To start let's give some background before we started dating. We both have sexual trauma, family trauma, and some mental health issues. Her's are more anxiety, manic, and depression based, whereas mine is ADHD and a tendency to shut down when voices are raised in anger. We both have some abandonment issues also. We have spent our whole adult lives communicating and working out how those impact our relationship. I work nightshift and she works on a different schedule each week. We are currently living in our own space, while it is small it's our own and she is the one that wanted it, I followed to support her. We have a two month old puppy that she wanted and which I take care of mostly, also a 3 year old cat who is hers but likes me more as I also am the one taking care it. I handle most of the home chores from dishes, cooking, cleaning, trash, take care out outside. She shares in these chores but has started to forgo every single one besides laundry as she doesn't like how I do it. While she only works 15 more hours a week than me, so I personally think it's valid for me to cover more of the chores.

We recently had an event that made us both start to consider if we truly want to be with one another, mainly my partner. I knew from day one she is the one for me, however she is questioning that for me. We have had a chaotic year, which has brought us both stress, however she is demanding I work on our relationship and myself. Which I have been, from picking up more work hours, working with my father to get into a better career, understanding my trauma and issues. However the one thing is, I can't make friends and I can be lazy at times (if I say I'm gonna do something however it's only delayed by if I need sleep or if she wants me to do something else). I have been proving to her I am bettering myself and growing up. However in return I asked the same of her and I think that was my mistake.

_DATASET ROWS_:
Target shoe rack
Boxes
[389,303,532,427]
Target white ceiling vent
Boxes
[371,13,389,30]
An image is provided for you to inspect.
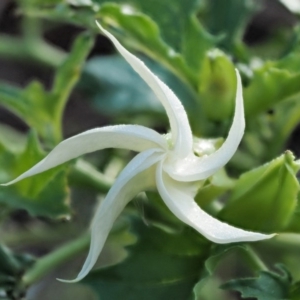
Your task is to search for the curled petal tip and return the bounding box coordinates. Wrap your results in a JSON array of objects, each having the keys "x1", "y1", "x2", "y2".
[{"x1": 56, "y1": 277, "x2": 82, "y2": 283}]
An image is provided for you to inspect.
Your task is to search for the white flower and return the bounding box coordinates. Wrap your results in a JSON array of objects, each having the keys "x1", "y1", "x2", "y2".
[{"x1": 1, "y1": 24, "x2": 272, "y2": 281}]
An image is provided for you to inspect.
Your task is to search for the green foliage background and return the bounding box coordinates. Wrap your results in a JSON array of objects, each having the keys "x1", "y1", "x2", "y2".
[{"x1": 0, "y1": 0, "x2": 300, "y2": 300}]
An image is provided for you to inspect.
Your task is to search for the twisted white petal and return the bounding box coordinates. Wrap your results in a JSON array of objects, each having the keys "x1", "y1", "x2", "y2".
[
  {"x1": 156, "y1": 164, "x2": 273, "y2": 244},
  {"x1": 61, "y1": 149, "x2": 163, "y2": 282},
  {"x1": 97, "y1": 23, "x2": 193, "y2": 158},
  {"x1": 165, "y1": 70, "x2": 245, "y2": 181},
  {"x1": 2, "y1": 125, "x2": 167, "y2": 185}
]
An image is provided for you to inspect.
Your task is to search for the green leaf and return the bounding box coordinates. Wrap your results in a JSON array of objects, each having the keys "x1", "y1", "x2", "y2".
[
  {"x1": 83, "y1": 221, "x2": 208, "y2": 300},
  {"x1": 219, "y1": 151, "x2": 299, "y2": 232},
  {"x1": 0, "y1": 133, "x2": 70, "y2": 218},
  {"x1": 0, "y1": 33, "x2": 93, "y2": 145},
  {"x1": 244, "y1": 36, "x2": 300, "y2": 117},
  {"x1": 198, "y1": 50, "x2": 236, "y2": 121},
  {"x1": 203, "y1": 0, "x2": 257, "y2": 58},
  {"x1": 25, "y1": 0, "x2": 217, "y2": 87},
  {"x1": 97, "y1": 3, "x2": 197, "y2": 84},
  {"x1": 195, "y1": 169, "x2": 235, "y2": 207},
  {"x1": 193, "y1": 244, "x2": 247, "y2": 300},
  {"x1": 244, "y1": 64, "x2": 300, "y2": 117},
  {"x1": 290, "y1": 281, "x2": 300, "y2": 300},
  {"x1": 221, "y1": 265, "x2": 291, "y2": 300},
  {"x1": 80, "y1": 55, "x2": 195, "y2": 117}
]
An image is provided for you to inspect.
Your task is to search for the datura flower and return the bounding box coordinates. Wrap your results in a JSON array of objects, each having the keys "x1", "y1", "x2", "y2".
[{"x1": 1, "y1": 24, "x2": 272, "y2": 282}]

_TASK DESCRIPTION_: Extract the entire passage about the relationship above, reproducing it verbatim.

_WRITTEN REPLY_:
To start let's give some background before we started dating. We both have sexual trauma, family trauma, and some mental health issues. Her's are more anxiety, manic, and depression based, whereas mine is ADHD and a tendency to shut down when voices are raised in anger. We both have some abandonment issues also. We have spent our whole adult lives communicating and working out how those impact our relationship. I work nightshift and she works on a different schedule each week. We are currently living in our own space, while it is small it's our own and she is the one that wanted it, I followed to support her. We have a two month old puppy that she wanted and which I take care of mostly, also a 3 year old cat who is hers but likes me more as I also am the one taking care it. I handle most of the home chores from dishes, cooking, cleaning, trash, take care out outside. She shares in these chores but has started to forgo every single one besides laundry as she doesn't like how I do it. While she only works 15 more hours a week than me, so I personally think it's valid for me to cover more of the chores.

We recently had an event that made us both start to consider if we truly want to be with one another, mainly my partner. I knew from day one she is the one for me, however she is questioning that for me. We have had a chaotic year, which has brought us both stress, however she is demanding I work on our relationship and myself. Which I have been, from picking up more work hours, working with my father to get into a better career, understanding my trauma and issues. However the one thing is, I can't make friends and I can be lazy at times (if I say I'm gonna do something however it's only delayed by if I need sleep or if she wants me to do something else). I have been proving to her I am bettering myself and growing up. However in return I asked the same of her and I think that was my mistake.